Passage to read –
In the infrastructure world, automated testing or verification is nice to have – like comparing a farm of web servers against a configuration baseline perhaps. What’s even more critical in an agile world is automated operations. Like the use of squads, automation enables an infrastructure organization to become more responsive. Can we spin up a server or push out a configuration change to all our routers with the click of a button? Can we facilitate DevOps by providing self-service options to our developers?

In the project world, I think the usefulness of automation comes in either when working on large projects where a piece of infrastructure will need to be deployed many many times or in the case where you’re executing basically the same project over and over as does a service provider selling Office 365 for instance.

Projects vs. Operations
I think that agile practices can work both in the project world as well as daily operations. Certainly the particular practices I’ve covered in this article can be effective in both. One question I have is how this is all going to work cohesively in an IT organization? I don’t think adopting every agile practice is practical. IT folks need to use some common sense and adopt what makes sense in their particular environment.

For example, Cohn greatly prefers sticking to index cards for managing user stories, sprint tasks, parking lot charts, etc. But try to imagine a service desk that uses index cards for their service tickets. I think someone could make a pretty funny YouTube video on that premise, if they haven’t already. So do you use two systems, an analog one for project management and digital for service desk? Or do you try to find one that does it all? From the perspective of someone who has done reporting of service desk and projects side-by-side, I’d rather have everything in the same database. But maybe it’s better to just find the best system for each job. And while you can maybe put services into operation or perform continuous improvement in iterations, can you operate a service desk in iterations? Probably not. But you can certainly have a daily stand-up to prioritize tickets, review urgent tickets unresolved the prior day and make a game plan.

Your whole IT organization must be agile
If you have agile development teams in your organization, you must have agile infrastructure teams. At the very least you must have heavily automated processes for deploying infrastructure and you must be able to respond to requests from developers quickly. And you should probably have infrastructure representatives sitting in on development daily scrums or at least sprint planning meetings. This way you know what is coming your way and you even have some input.

The consequences of isolating agile to development are well covered by Cohn in “Succeeding with Agile”. At best, inability to complete user stories in some iterations. At worst, a backslide into old ways of developing software. In his book, Cohn provides strategies for getting HR, Facilities and the PMO on board as these are key groups needed to support agile development.

Information provided –
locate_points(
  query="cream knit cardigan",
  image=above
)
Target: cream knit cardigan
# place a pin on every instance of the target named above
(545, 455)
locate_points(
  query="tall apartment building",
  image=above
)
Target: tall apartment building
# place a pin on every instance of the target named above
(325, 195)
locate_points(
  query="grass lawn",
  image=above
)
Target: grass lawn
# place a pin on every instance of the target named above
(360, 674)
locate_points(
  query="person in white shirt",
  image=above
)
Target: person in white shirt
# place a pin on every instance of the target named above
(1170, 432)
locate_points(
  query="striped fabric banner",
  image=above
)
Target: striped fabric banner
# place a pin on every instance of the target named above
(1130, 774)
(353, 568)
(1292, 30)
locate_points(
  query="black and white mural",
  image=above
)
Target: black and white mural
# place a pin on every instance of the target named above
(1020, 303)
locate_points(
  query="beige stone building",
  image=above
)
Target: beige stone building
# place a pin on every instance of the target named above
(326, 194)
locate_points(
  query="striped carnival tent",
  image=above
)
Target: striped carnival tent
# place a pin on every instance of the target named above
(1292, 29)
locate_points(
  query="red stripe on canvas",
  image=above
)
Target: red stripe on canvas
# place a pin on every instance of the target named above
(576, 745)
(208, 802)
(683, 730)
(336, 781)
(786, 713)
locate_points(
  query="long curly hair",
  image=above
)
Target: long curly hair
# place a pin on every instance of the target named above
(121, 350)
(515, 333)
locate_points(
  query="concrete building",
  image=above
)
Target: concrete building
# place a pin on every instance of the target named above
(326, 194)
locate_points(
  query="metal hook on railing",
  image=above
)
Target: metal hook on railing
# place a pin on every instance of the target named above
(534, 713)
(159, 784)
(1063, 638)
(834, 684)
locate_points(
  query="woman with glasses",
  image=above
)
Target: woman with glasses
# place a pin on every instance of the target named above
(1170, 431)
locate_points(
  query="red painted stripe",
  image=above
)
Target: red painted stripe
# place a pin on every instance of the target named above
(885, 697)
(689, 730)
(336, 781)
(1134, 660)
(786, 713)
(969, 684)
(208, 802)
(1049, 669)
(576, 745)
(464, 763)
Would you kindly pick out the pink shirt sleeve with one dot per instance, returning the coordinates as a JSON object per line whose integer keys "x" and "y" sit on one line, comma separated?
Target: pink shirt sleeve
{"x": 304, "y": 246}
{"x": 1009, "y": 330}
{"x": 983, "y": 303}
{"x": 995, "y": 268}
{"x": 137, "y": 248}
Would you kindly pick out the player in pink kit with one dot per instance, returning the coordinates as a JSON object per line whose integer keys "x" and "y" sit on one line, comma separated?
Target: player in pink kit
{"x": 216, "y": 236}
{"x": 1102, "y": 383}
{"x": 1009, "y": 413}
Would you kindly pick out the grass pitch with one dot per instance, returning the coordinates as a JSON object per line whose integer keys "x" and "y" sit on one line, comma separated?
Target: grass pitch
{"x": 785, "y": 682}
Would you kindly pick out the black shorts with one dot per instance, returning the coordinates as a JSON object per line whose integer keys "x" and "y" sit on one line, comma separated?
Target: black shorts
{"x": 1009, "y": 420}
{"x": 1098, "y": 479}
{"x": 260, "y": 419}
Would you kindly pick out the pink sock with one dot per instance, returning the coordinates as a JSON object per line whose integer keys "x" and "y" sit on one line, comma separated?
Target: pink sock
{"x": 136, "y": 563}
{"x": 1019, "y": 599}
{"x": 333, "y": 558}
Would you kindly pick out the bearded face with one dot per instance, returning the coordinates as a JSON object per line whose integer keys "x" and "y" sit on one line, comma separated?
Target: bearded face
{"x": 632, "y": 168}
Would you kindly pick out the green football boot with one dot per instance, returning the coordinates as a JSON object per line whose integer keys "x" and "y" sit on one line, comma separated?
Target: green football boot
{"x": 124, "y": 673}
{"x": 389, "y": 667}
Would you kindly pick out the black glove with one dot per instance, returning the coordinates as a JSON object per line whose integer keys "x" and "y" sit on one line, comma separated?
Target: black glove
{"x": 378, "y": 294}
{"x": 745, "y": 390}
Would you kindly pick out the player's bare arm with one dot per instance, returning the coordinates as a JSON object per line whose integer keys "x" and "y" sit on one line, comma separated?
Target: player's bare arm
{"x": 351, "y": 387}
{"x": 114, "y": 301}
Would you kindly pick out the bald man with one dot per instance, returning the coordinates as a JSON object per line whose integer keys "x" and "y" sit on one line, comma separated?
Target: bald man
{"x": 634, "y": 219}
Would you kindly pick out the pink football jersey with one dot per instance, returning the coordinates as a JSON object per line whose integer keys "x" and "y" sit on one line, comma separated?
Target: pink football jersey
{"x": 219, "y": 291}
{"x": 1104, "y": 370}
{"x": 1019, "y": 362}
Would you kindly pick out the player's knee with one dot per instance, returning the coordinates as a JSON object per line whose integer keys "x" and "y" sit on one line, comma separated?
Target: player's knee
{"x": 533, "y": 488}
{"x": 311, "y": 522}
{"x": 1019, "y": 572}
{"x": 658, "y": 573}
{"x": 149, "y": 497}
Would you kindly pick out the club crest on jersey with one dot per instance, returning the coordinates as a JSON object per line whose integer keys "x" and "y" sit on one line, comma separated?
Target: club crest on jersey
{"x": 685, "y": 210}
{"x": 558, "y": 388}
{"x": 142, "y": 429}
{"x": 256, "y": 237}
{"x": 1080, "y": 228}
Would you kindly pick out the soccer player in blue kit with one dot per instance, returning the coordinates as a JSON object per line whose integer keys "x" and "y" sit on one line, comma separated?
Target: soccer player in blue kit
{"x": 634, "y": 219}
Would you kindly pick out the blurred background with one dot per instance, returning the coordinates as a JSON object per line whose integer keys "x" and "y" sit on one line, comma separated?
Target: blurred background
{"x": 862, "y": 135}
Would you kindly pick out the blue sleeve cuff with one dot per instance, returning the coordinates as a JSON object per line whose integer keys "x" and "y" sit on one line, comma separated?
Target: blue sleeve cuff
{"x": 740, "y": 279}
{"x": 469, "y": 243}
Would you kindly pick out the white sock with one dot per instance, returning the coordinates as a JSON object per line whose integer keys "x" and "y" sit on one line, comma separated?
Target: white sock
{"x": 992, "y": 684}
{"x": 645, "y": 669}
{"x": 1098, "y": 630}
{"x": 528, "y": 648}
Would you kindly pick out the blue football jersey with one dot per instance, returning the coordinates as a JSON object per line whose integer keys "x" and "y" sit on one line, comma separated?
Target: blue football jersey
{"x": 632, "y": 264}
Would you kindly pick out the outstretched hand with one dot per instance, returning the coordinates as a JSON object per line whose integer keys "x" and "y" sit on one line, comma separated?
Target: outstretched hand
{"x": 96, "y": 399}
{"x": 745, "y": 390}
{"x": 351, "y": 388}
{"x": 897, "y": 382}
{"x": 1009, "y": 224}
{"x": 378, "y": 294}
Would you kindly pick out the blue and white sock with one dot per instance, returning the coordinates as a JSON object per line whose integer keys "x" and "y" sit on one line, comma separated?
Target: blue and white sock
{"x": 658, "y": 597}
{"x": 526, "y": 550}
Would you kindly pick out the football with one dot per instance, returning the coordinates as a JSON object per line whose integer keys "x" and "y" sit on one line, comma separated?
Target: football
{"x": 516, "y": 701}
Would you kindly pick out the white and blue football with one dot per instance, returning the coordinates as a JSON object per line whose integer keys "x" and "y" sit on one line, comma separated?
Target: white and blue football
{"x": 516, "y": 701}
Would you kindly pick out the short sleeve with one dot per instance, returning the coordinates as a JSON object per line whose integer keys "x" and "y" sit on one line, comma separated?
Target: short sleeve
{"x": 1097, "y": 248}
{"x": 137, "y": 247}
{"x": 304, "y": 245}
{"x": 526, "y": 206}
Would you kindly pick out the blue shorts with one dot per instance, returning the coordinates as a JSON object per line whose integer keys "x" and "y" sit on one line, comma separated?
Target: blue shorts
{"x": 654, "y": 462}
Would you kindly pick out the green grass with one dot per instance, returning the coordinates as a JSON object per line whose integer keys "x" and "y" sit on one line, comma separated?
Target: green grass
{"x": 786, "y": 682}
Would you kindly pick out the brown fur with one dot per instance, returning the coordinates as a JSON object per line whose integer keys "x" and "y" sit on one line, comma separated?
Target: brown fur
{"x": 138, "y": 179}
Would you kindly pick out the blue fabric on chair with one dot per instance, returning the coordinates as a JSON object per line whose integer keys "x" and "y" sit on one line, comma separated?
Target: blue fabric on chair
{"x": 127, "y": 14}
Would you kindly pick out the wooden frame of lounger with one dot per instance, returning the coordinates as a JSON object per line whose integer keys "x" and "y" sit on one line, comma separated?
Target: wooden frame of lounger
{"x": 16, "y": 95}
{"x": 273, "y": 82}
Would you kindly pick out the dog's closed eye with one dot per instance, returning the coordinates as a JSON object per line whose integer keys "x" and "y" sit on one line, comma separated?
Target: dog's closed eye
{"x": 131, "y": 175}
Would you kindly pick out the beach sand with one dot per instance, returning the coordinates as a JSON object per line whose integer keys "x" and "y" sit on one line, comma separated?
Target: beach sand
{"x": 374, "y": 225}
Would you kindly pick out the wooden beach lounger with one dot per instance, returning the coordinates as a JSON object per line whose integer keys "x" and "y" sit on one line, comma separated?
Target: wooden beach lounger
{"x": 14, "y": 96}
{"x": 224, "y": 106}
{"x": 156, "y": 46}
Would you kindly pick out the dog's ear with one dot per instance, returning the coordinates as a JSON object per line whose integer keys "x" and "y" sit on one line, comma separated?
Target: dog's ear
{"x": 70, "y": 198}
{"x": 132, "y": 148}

Set exercise 1 –
Revise the stretch of the agile IT passage from "The consequences of" through "support agile development.", putting "sprints" in place of "iterations".
Set exercise 2 –
Write a continuation of the agile IT passage, picking up after its last sentence.

Task output 1 –
The consequences of isolating agile to development are well covered by Cohn in “Succeeding with Agile”. At best, inability to complete user stories in some sprints. At worst, a backslide into old ways of developing software. In his book, Cohn provides strategies for getting HR, Facilities and the PMO on board as these are key groups needed to support agile development.

Task output 2 –
When not to be agile
Okay this is an intentionally incendiary heading. Of course we should always be as agile as possible given the constraints we are under. But in thinking about many of the infrastructure projects I’ve worked on, I would say that a lot of them were sequential by nature….. with many interlinking dependencies. And forget about having a “potentially releasable product” every two to four weeks. That just doesn’t make sense. For this type of a project, does it does it make sense to utilize an agile methodology? I don’t think there’s a hard and fast answer. I think one should employ as many agile practices as possible given the situation. If you are performing a virtual server migration where you are migrating servers in groups over the course of several months, there is an inherent iterative nature to the work and greater opportunity to be agile. In a more sequential project, one can still borrow practices like a daily stand-up meeting and keeping the team small and collocated if possible. One can display big visible charts and dedicate some time to building automated verification tests (if this type of work will be repeated).

One of the big reasons agile software development de-emphasizes up-front planning and estimates work with a unit-less measure (story points) is the acknowledgement that we cannot know the end product with any real clarity before we start building it. It is a waste of time and effort to do a detailed requirements analysis phase. And schedule estimates made before execution begins will inevitably be wildly inaccurate.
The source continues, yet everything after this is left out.